(THE DATA)
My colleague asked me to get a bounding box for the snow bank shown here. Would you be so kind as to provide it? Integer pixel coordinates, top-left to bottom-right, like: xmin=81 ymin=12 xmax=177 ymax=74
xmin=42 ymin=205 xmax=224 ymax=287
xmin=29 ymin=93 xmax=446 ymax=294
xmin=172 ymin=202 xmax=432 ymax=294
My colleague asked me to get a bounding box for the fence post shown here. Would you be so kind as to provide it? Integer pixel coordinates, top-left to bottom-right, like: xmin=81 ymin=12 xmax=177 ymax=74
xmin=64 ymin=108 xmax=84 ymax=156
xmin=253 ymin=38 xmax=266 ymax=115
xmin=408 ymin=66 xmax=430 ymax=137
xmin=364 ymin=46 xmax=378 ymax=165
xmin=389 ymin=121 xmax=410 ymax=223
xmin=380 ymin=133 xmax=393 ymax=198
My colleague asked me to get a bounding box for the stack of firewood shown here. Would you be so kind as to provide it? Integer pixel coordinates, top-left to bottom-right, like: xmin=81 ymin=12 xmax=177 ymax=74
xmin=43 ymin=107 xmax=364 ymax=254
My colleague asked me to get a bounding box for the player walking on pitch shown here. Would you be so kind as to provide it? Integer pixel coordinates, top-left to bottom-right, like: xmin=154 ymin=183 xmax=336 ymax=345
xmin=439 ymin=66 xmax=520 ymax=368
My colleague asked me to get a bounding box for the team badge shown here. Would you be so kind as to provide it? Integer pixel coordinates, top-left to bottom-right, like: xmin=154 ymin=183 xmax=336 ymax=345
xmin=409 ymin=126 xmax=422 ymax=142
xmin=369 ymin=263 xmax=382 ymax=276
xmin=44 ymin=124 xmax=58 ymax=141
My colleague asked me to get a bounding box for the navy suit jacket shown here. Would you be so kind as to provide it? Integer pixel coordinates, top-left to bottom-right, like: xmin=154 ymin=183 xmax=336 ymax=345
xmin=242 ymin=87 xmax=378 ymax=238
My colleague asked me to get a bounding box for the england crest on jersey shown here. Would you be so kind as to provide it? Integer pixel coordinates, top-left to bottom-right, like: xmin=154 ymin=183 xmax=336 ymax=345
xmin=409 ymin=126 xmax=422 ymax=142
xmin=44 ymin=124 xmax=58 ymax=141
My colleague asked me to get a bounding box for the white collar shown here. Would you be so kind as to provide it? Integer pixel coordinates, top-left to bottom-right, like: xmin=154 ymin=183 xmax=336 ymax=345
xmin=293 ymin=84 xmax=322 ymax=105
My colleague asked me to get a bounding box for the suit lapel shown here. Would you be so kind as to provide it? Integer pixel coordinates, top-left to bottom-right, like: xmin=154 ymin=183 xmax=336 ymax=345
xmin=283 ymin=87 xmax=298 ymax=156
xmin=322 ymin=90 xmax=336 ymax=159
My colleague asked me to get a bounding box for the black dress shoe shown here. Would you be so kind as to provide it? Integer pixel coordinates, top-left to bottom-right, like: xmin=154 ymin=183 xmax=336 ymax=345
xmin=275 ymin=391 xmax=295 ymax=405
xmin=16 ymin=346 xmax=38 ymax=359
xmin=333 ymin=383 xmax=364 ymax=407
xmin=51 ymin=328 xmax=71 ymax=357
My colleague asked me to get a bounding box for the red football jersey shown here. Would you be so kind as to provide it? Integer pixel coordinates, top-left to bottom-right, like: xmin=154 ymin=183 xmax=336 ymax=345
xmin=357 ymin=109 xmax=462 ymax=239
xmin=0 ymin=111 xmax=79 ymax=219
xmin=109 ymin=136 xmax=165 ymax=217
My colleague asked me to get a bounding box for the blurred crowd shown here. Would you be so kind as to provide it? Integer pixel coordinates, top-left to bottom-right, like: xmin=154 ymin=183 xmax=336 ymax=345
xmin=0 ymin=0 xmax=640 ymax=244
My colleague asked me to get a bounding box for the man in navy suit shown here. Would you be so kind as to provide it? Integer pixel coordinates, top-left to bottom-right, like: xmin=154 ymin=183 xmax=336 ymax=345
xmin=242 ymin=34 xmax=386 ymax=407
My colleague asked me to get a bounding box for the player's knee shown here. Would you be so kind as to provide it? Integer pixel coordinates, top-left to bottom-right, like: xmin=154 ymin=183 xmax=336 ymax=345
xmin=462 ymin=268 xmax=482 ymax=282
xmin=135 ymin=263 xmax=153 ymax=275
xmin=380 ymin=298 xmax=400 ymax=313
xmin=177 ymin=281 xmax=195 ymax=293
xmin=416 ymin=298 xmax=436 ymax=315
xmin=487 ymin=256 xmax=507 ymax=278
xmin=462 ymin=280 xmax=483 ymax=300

(TASK BRIEF)
Rewrite all the items above, putting "My supervisor" in place of "My colleague" every time it occurs and leaving everything else unchanged.

(FINISHED TASK)
My supervisor asked me to get a bounding box for the snow bank shown here. Would you be so kind as to provide it? Integer pixel coordinates, top-left to bottom-right, like: xmin=81 ymin=12 xmax=177 ymax=74
xmin=42 ymin=205 xmax=224 ymax=287
xmin=29 ymin=93 xmax=446 ymax=294
xmin=172 ymin=202 xmax=432 ymax=294
My supervisor asked me to get a bounding box for the fence post shown here. Would you be so kind as to provide it? Integer pixel coordinates, top-left to bottom-right, like: xmin=81 ymin=12 xmax=177 ymax=74
xmin=64 ymin=108 xmax=84 ymax=156
xmin=253 ymin=38 xmax=266 ymax=115
xmin=408 ymin=66 xmax=430 ymax=137
xmin=364 ymin=46 xmax=378 ymax=165
xmin=389 ymin=121 xmax=410 ymax=223
xmin=380 ymin=133 xmax=393 ymax=198
My supervisor asked me to get a bounding box for the stack of firewood shown here. Would you be so kind as to provide it? Integer pixel coordinates, top-left to bottom-right, like: xmin=81 ymin=12 xmax=177 ymax=74
xmin=43 ymin=107 xmax=364 ymax=254
My supervisor asked me to get a bounding box for the player walking on pitch shown here. Would you be so kind as to provide it? Integer pixel coordinates, top-left to bottom-right, like: xmin=154 ymin=183 xmax=336 ymax=345
xmin=439 ymin=66 xmax=520 ymax=368
My supervisor asked me to get a bounding box for the team badge shown here. Would you be so kind as to provide it? Integer pixel coordinates, top-left to bottom-right, like: xmin=154 ymin=183 xmax=336 ymax=345
xmin=409 ymin=126 xmax=422 ymax=142
xmin=369 ymin=263 xmax=382 ymax=276
xmin=44 ymin=124 xmax=58 ymax=141
My supervisor asked me to get a bounding box for the navy suit jacket shown here. Would you be so kind as to provide it? Integer pixel coordinates, top-left to bottom-right, like: xmin=154 ymin=183 xmax=336 ymax=345
xmin=242 ymin=87 xmax=378 ymax=238
My supervisor asked me to get a bounding box for the england crest on jersey shown here. Would you be so kind as to provide it? Integer pixel coordinates, top-left to bottom-right, like: xmin=154 ymin=183 xmax=336 ymax=345
xmin=409 ymin=126 xmax=422 ymax=142
xmin=44 ymin=124 xmax=58 ymax=141
My supervisor asked me to get a bounding box for the white collar shown here. Would you be so kind as to provide it? Integer pixel coordinates, top-left to bottom-right, like: xmin=154 ymin=183 xmax=336 ymax=345
xmin=293 ymin=84 xmax=322 ymax=105
My supervisor asked me to get a bounding box for the suit lapel shown here. Would you be so kind as to provide it? Integer pixel coordinates, top-left to bottom-right, like: xmin=154 ymin=183 xmax=336 ymax=345
xmin=283 ymin=87 xmax=298 ymax=156
xmin=322 ymin=90 xmax=336 ymax=159
My supervisor asked me to get a bounding box for the black dress shoe shown here. Would you be so kind as to provide it? Integer pixel coordinates, top-left to bottom-right, like: xmin=154 ymin=183 xmax=336 ymax=345
xmin=275 ymin=391 xmax=295 ymax=405
xmin=16 ymin=346 xmax=38 ymax=359
xmin=333 ymin=383 xmax=364 ymax=407
xmin=51 ymin=328 xmax=71 ymax=357
My supervisor asked me to get a bounding box for the red football jersey shown here. Would you be so kind as to provide it? Integer pixel coordinates, top-left to bottom-right, like: xmin=154 ymin=183 xmax=336 ymax=345
xmin=357 ymin=109 xmax=462 ymax=239
xmin=0 ymin=111 xmax=79 ymax=219
xmin=109 ymin=136 xmax=165 ymax=217
My supervisor asked me to get a bounding box for the blurred crowd shown here. Would you be so kind as to provide it? Integer pixel coordinates, top-left to bottom-right, like: xmin=154 ymin=183 xmax=336 ymax=345
xmin=0 ymin=0 xmax=640 ymax=244
My supervisor asked me to get a bounding box for the man in navy suit shown here. Would you be so kind as to provide it? Integer pixel coordinates, top-left to bottom-right, like: xmin=154 ymin=183 xmax=336 ymax=345
xmin=242 ymin=34 xmax=386 ymax=407
My supervisor asked me to get a bounding box for the player's knee shown here. Would you be so kind as to provide it? Integer pixel coordinates, top-left to bottom-right, like: xmin=154 ymin=183 xmax=336 ymax=345
xmin=462 ymin=268 xmax=482 ymax=282
xmin=135 ymin=263 xmax=153 ymax=275
xmin=380 ymin=298 xmax=400 ymax=313
xmin=177 ymin=281 xmax=195 ymax=293
xmin=416 ymin=298 xmax=436 ymax=315
xmin=487 ymin=256 xmax=507 ymax=278
xmin=462 ymin=280 xmax=483 ymax=300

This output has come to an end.